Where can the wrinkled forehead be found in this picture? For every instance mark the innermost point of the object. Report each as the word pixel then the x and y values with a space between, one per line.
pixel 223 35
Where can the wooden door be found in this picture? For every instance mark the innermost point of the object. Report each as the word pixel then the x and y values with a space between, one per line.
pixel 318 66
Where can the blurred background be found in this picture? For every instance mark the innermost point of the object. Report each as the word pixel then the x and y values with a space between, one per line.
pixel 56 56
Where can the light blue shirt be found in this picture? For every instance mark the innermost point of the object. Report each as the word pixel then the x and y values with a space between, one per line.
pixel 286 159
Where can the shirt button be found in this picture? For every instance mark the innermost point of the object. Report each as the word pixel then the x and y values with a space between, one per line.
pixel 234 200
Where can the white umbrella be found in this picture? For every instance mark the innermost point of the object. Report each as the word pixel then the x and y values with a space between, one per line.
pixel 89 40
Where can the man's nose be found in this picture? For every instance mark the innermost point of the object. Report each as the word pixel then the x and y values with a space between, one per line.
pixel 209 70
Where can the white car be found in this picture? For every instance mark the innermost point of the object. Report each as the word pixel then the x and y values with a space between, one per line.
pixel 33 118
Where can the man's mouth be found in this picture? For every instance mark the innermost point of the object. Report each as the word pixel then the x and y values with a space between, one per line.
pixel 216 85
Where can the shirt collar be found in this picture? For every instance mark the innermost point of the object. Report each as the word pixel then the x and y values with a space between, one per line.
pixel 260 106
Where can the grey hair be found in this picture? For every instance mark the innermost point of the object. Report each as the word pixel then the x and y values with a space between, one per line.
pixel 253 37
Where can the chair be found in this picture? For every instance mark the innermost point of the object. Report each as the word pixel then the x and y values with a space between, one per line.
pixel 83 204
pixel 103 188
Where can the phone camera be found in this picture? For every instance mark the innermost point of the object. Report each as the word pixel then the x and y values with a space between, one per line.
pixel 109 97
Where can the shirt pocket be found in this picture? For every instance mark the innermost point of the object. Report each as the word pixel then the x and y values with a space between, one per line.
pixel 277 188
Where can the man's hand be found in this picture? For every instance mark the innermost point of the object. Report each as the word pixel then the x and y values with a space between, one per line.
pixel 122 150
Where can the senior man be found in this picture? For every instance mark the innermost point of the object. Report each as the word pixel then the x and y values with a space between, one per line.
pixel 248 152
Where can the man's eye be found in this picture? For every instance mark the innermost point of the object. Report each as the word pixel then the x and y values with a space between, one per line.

--------

__ABOUT THIS TASK__. Each entry should be duplicated exactly as it was given.

__SOLVED PROBLEM__.
Where can the wrinkled forehead be found in this picture? For every instance mark the innermost point of the object. Report each as the word pixel then the x and y values with a space between, one per line.
pixel 223 35
Where can the wooden door be found in this picture? For every instance mark the innermost point of the object. Report each as the word pixel then the x and y values with a space between, one per line.
pixel 318 66
Where can the blurred background be found in this picture? For every instance mark the innermost point of the object. Report each as the word pixel then the x and y values with a space between, one per line.
pixel 56 56
Where can the light blue shirt be found in this picture? For every instance mark the innermost point of the object. Report each as the word pixel then the x and y values with a space between, one per line.
pixel 286 159
Where can the shirt button be found in this picture? For every instance mark the innermost point of the object. Report each as the word pixel then the x and y values with a space between, one per line.
pixel 234 200
Where can the white umbrella be found in this picture? For every instance mark the innermost point of the object. Report each as the word pixel then the x and y values with a space between, one per line.
pixel 89 40
Where can the man's nose be found in this picture? For every instance mark the innermost point of the object. Report each as the word pixel then the x and y values with a space between, one per line.
pixel 209 70
Where can the white car be found in this picture? For every instance mark the innermost point of the object. Report each as the word pixel then the x and y values with a space between, one per line.
pixel 33 118
Where can the man's mouth be found in this picture? For every instance mark the innermost point of the object. Report each as the word pixel then the x and y values with a space between, one per line.
pixel 216 85
Where can the shirt collar be found in this picture? For every instance mark the innermost point of the object. Report each as the word pixel then the x and y values with a space between, one per line.
pixel 260 106
Where can the grey hair be found in this picture? For every instance mark the innermost point of the object. Report each as the word pixel then the x and y values with a space between, one per line.
pixel 253 37
Where can the chair be found in this picture? For every instance mark the innermost point of the object. Report each as the word pixel then the x and y values with a space between, one per line.
pixel 83 204
pixel 103 188
Where can the phone camera be found in this picture? For every instance mark the innermost point of the object. Report each as the word pixel then the x and y values with a space between, one per line.
pixel 109 97
Where can the shirt pocket be found in this picture? For every instance mark the innermost point of the object. Report each as the word pixel then the x and y values with a space between, one per line.
pixel 277 188
Where can the man's hand be found in this picture? For every instance mark the innermost point of the object. Report each as the word pixel then the x and y values with a space between, one per line.
pixel 122 150
Where can the senior man be found in this picture? For every instance mark the innermost point of the object. Report each as the word pixel then the x and y values with a space between, one per line.
pixel 248 152
Where can the man's eye be found in this picture? For every instance mark the innermost point of the object. Report each as the word pixel then the x and y values with a space between, one per line.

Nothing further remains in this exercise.